• **PODANY TEKST**:

::::

Dron z garażu zrewolucjonizował wojnę (1986-2016)

Protoplasta Predatora i bojowego Reapera, których wygląd jest dziś ikoną wojskowych dronów, zbudowany został... w garażu.

Retronauta.pl


Dziś rodzina Predator w swojej klasie jest najczęściej budowanym typem większych wojskowych dronów na świecie (grafika: USAF)

Zdalnie sterowane i autonomiczne bezzałogowce na zawsze zmieniły sposób prowadzenia wojny. Piloci bowiem już nie latają w powietrzu a zdalnie sterują z ziemi bezzałogymi samolotami. Zabijają siedząc wygodnie w skórzanych fotelach w naziemnym klimatyzowanym kontenerze na innym kontynencie.

Zbudowano już kilkaset dronów rodziny Predator. Od kilkunastu lat wykorzystywane są bojowo głównie w tzw. wojnie z terroryzmem.

Abraham Karem - ojciec współczesnych dronów


Abraham Karem nazywany "ojcem dronów"

Urodzony jeszcze przez II wojną światową w żydowskiej rodzinie Abraham "Able" Karem swój pierwszy model latający zbudował w wieku 14 lat. W ciągu 2 dwóch lat został instruktorem w aeroklubie. Skończył studia inżynierii lotniczej na politechnice Technion w Hajfie. Pierwszy dron Karema używany był bojowo w 1973 roku przez lotnictwo izraelskie podczas Wojny Jom Kippur, wojny Izraela z Egiptem i Syrią.

::::

• **WPISY**:
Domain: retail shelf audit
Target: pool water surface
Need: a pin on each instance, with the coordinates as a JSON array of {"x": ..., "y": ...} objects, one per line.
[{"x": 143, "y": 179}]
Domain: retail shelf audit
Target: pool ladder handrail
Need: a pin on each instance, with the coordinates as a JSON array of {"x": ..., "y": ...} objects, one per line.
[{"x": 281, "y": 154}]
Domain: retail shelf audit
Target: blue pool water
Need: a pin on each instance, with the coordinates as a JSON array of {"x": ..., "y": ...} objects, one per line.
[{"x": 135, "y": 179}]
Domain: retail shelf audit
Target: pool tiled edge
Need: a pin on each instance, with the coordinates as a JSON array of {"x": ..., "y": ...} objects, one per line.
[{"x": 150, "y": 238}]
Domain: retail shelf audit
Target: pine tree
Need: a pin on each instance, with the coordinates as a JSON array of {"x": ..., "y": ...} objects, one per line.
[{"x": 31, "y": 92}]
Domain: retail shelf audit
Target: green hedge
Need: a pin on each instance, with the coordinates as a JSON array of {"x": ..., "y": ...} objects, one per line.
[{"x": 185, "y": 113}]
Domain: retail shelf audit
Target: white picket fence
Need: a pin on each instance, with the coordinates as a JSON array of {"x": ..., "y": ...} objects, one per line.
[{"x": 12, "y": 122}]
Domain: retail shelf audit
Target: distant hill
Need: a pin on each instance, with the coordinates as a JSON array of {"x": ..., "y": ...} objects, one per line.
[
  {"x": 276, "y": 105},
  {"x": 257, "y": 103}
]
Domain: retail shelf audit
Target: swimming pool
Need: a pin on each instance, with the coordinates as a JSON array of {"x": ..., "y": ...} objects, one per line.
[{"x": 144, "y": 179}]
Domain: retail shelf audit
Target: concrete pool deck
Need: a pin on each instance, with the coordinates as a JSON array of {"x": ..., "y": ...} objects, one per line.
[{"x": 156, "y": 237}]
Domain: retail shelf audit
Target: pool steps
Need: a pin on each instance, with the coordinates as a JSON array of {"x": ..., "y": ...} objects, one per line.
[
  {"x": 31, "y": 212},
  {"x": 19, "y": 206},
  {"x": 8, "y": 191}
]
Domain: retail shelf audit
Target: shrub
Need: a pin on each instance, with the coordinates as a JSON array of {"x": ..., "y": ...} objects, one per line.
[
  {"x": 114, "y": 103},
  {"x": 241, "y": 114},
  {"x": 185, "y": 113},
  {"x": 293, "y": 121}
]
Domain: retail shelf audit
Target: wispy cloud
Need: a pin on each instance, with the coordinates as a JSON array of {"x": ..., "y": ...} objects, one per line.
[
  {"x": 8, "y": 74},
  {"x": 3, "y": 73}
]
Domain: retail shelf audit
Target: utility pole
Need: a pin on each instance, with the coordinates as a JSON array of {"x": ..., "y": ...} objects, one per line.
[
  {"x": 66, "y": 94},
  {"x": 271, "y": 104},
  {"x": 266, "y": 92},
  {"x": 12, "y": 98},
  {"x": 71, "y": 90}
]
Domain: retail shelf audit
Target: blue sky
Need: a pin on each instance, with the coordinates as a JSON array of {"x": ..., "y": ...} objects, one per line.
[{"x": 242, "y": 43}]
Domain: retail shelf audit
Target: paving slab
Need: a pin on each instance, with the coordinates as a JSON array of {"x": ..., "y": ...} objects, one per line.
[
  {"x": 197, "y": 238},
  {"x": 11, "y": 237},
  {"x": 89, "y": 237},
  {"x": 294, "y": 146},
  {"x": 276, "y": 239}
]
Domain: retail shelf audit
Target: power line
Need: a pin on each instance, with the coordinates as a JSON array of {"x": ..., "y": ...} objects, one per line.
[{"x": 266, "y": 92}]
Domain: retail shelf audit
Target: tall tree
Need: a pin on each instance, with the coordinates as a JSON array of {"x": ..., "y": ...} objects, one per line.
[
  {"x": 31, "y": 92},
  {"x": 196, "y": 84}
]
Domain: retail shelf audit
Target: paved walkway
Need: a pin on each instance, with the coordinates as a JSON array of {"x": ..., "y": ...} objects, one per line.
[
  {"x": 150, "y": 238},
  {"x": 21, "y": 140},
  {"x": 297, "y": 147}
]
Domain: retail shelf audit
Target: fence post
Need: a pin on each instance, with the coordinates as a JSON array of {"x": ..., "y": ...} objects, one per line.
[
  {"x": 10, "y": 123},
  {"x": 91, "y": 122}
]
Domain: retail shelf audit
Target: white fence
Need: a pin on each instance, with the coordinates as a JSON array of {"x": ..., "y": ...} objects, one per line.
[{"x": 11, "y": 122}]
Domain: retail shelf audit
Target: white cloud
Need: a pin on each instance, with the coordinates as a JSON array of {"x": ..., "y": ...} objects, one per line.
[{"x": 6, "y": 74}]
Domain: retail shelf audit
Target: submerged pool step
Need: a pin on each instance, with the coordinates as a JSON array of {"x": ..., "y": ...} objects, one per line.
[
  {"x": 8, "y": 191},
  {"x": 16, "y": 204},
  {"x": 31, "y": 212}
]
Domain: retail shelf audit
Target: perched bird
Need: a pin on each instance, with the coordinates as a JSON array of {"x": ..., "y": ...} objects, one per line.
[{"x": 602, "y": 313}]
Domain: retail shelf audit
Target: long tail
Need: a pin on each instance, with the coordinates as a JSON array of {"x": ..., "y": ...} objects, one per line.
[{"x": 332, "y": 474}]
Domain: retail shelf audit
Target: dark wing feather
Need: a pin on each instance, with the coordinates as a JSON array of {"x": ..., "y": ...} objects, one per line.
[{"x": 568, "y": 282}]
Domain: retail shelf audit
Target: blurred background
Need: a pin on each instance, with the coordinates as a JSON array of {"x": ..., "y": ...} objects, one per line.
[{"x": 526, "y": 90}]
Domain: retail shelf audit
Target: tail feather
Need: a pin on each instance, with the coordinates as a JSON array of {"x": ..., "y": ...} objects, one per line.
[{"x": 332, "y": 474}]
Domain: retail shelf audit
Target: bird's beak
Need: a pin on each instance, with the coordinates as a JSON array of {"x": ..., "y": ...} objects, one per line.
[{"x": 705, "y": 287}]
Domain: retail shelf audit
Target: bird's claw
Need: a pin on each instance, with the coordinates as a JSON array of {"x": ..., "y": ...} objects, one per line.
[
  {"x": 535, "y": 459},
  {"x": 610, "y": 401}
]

::::

• **TWOJE ZADANIA**:
1. Proszę przetłumaczyć na angielski zdanie z tekstu o dronach Predator: "Zbudowano już kilkaset dronów rodziny Predator."
2. Przepisz z tekstu o dronach Predator fragment zaczynający się od słów "Protoplasta Predatora i" i kończący się na słowach "wojnie z terroryzmem.".

• **ROZWIĄZANIA ZADAŃ**:
1. Several hundred drones of the Predator family have already been built.

2.
Protoplasta Predatora i bojowego Reapera, których wygląd jest dziś ikoną wojskowych dronów, zbudowany został... w garażu.

Retronauta.pl


Dziś rodzina Predator w swojej klasie jest najczęściej budowanym typem większych wojskowych dronów na świecie (grafika: USAF)

Zdalnie sterowane i autonomiczne bezzałogowce na zawsze zmieniły sposób prowadzenia wojny. Piloci bowiem już nie latają w powietrzu a zdalnie sterują z ziemi bezzałogymi samolotami. Zabijają siedząc wygodnie w skórzanych fotelach w naziemnym klimatyzowanym kontenerze na innym kontynencie.

Zbudowano już kilkaset dronów rodziny Predator. Od kilkunastu lat wykorzystywane są bojowo głównie w tzw. wojnie z terroryzmem.